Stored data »
== Segment start ==

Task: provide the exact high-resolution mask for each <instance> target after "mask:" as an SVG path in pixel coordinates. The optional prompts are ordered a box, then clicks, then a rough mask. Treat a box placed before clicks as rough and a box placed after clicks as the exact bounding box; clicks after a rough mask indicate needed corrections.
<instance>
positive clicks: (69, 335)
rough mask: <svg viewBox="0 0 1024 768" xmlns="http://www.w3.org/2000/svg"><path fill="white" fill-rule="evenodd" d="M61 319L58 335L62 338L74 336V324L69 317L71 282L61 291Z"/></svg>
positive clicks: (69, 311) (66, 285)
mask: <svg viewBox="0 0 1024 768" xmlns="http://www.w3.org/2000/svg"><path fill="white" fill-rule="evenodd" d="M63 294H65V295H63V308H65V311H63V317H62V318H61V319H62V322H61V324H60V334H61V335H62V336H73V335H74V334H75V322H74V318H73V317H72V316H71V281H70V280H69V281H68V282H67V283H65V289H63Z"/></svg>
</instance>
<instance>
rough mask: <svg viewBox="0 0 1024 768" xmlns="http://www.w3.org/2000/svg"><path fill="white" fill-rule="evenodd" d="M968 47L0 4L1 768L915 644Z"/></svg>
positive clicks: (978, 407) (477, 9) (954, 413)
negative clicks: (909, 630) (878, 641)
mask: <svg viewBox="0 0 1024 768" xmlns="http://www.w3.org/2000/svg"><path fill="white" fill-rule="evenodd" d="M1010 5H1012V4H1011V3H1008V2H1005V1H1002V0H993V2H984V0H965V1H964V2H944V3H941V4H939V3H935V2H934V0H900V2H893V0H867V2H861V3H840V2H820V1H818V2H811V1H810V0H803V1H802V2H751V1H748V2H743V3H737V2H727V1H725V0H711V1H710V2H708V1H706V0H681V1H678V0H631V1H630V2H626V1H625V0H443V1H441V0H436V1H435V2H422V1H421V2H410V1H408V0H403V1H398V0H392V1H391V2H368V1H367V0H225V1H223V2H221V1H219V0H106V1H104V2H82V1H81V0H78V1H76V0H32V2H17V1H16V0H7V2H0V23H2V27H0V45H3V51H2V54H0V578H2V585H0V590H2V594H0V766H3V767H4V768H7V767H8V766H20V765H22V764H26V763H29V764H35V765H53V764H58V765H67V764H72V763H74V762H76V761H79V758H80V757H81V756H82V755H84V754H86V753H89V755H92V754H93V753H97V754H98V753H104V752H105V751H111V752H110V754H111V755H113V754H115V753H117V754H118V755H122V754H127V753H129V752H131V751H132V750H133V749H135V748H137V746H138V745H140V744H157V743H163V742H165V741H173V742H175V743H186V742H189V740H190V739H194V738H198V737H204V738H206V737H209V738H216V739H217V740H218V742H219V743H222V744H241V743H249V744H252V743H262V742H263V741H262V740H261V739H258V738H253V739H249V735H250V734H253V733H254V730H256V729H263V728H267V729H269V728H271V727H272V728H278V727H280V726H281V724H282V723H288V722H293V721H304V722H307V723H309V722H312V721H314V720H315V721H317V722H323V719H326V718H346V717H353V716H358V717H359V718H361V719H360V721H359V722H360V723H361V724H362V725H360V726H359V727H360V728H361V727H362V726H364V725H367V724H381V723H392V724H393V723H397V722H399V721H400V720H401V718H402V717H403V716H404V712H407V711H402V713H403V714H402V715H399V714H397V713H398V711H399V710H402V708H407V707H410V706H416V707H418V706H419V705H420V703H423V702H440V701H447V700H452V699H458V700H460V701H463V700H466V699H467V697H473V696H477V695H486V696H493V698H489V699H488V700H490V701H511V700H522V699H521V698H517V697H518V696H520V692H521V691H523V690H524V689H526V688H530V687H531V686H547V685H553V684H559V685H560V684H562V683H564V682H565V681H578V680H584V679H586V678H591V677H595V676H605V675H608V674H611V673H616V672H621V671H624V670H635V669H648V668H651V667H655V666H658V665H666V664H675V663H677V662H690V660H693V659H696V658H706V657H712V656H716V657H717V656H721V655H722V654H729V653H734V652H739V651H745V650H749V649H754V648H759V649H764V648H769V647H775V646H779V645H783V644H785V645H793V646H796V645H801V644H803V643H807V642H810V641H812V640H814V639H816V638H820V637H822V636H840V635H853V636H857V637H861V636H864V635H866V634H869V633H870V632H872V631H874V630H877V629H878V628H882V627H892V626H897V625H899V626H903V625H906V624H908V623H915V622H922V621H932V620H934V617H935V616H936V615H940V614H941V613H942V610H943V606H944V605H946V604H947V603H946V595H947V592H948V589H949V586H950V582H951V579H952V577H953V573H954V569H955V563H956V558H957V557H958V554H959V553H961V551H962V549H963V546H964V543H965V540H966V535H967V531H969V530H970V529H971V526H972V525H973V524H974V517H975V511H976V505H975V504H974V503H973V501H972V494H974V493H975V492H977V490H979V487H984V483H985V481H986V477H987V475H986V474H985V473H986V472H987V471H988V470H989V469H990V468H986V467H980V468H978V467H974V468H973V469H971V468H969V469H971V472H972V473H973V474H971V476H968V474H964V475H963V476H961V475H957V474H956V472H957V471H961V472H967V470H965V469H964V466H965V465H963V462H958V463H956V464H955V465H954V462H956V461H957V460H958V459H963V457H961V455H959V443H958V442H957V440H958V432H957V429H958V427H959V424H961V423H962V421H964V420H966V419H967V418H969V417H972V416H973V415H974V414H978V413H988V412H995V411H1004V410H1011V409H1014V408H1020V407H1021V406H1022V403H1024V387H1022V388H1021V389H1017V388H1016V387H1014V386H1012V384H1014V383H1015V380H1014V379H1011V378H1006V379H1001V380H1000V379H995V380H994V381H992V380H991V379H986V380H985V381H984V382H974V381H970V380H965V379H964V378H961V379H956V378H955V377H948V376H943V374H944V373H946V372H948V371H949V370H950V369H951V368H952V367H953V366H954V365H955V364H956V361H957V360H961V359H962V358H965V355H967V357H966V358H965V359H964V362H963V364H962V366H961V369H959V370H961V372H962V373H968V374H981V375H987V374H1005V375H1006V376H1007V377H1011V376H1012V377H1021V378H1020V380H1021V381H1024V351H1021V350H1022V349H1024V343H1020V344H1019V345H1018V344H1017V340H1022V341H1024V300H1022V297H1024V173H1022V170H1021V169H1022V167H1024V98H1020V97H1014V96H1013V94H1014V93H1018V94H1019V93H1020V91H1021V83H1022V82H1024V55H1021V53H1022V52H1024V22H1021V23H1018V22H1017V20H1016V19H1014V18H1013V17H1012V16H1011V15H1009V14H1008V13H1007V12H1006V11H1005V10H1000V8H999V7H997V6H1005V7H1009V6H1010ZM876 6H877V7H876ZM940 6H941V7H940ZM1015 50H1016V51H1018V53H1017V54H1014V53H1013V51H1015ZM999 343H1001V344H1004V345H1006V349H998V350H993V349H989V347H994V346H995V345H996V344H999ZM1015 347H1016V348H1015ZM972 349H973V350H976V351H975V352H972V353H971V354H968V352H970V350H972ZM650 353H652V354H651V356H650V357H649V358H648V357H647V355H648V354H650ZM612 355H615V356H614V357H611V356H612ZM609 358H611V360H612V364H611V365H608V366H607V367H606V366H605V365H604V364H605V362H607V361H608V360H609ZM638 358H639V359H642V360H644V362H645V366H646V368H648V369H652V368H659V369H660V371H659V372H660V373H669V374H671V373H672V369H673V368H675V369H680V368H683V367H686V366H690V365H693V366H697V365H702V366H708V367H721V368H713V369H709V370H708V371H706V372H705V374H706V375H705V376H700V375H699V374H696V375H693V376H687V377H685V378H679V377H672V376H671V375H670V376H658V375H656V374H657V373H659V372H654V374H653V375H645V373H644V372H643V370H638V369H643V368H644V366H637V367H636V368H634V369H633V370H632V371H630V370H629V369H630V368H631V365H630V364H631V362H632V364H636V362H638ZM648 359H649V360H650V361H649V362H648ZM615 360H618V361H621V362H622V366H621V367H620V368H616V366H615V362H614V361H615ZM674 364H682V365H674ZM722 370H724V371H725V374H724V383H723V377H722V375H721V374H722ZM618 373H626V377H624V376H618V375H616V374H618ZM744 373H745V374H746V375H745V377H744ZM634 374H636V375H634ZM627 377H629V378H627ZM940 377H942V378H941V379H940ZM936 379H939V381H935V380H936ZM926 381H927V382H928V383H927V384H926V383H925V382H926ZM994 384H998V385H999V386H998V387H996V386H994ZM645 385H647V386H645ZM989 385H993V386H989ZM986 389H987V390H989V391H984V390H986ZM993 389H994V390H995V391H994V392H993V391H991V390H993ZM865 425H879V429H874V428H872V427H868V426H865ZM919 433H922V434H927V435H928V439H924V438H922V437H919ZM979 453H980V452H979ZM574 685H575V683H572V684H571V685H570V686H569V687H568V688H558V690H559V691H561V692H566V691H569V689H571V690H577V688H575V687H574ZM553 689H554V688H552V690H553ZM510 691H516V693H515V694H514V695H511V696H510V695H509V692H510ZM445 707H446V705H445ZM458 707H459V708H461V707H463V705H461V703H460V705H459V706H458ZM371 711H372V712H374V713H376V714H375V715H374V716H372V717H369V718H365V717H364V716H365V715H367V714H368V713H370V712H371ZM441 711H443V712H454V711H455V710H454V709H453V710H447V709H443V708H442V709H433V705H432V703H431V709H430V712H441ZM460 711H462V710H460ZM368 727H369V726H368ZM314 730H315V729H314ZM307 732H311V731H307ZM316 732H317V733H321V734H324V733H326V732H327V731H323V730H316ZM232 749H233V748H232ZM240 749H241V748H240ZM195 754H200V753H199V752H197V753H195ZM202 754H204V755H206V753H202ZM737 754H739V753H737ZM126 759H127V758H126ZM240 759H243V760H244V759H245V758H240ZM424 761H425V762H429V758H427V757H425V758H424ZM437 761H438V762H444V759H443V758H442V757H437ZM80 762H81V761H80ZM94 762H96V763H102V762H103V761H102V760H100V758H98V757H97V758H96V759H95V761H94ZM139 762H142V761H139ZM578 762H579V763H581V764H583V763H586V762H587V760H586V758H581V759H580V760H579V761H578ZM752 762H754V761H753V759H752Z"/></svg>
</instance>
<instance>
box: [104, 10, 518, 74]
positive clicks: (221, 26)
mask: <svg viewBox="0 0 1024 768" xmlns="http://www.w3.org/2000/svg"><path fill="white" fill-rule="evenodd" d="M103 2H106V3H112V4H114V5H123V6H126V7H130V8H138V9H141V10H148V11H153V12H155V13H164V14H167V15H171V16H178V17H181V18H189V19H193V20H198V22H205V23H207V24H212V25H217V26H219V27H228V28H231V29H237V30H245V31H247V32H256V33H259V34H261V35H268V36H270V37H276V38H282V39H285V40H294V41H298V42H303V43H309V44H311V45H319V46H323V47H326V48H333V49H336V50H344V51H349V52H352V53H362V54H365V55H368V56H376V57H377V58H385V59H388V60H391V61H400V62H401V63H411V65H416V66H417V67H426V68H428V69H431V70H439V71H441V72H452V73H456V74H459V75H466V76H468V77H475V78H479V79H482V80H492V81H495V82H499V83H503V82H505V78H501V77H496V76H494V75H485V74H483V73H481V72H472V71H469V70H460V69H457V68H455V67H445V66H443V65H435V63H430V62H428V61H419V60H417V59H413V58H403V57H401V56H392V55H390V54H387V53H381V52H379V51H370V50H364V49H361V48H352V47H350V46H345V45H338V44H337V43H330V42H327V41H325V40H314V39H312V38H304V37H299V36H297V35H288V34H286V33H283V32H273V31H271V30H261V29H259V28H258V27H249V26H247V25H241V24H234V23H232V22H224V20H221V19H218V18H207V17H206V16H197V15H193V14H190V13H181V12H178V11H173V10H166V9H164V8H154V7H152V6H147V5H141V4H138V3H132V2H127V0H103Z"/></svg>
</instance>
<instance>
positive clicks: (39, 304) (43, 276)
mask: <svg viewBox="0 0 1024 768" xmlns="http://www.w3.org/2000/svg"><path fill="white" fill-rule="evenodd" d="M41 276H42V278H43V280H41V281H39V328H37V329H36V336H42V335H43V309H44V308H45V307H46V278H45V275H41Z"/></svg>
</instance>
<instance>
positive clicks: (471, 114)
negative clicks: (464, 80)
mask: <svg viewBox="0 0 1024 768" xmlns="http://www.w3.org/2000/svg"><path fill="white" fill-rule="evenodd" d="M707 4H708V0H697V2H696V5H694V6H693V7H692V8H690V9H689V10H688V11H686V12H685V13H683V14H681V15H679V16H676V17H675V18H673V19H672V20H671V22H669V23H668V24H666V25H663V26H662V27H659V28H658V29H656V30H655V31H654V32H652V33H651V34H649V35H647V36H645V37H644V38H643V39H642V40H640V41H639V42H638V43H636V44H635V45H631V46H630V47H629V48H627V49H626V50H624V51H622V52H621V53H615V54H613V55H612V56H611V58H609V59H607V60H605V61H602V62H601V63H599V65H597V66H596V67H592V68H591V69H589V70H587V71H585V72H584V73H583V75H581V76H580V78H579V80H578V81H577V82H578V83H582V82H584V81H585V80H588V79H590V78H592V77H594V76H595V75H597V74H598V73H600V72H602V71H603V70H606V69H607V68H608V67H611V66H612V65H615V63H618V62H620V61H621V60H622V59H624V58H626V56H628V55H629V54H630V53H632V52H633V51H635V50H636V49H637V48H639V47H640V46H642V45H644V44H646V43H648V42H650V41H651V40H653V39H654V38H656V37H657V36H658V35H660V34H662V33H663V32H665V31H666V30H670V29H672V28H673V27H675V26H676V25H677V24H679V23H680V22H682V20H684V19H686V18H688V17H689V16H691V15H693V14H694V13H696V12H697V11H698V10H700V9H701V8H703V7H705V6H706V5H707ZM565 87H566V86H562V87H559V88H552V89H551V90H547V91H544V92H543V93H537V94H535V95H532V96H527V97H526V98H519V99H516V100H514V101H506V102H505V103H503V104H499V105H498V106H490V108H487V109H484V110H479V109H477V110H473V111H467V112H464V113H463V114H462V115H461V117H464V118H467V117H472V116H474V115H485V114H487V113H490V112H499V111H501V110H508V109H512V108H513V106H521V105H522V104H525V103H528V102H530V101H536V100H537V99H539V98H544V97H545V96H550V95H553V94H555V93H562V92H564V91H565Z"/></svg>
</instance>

== Segment end ==

WHAT IS EXPECTED »
Put the lines of the listing from its beginning through the line containing "positive clicks: (69, 335)", both ends included, into a JSON list of strings with one string per line, omitting any blank lines.

RESULT FOR THIS EXERCISE »
[
  "Task: provide the exact high-resolution mask for each <instance> target after \"mask:\" as an SVG path in pixel coordinates. The optional prompts are ordered a box, then clicks, then a rough mask. Treat a box placed before clicks as rough and a box placed after clicks as the exact bounding box; clicks after a rough mask indicate needed corrections.",
  "<instance>",
  "positive clicks: (69, 335)"
]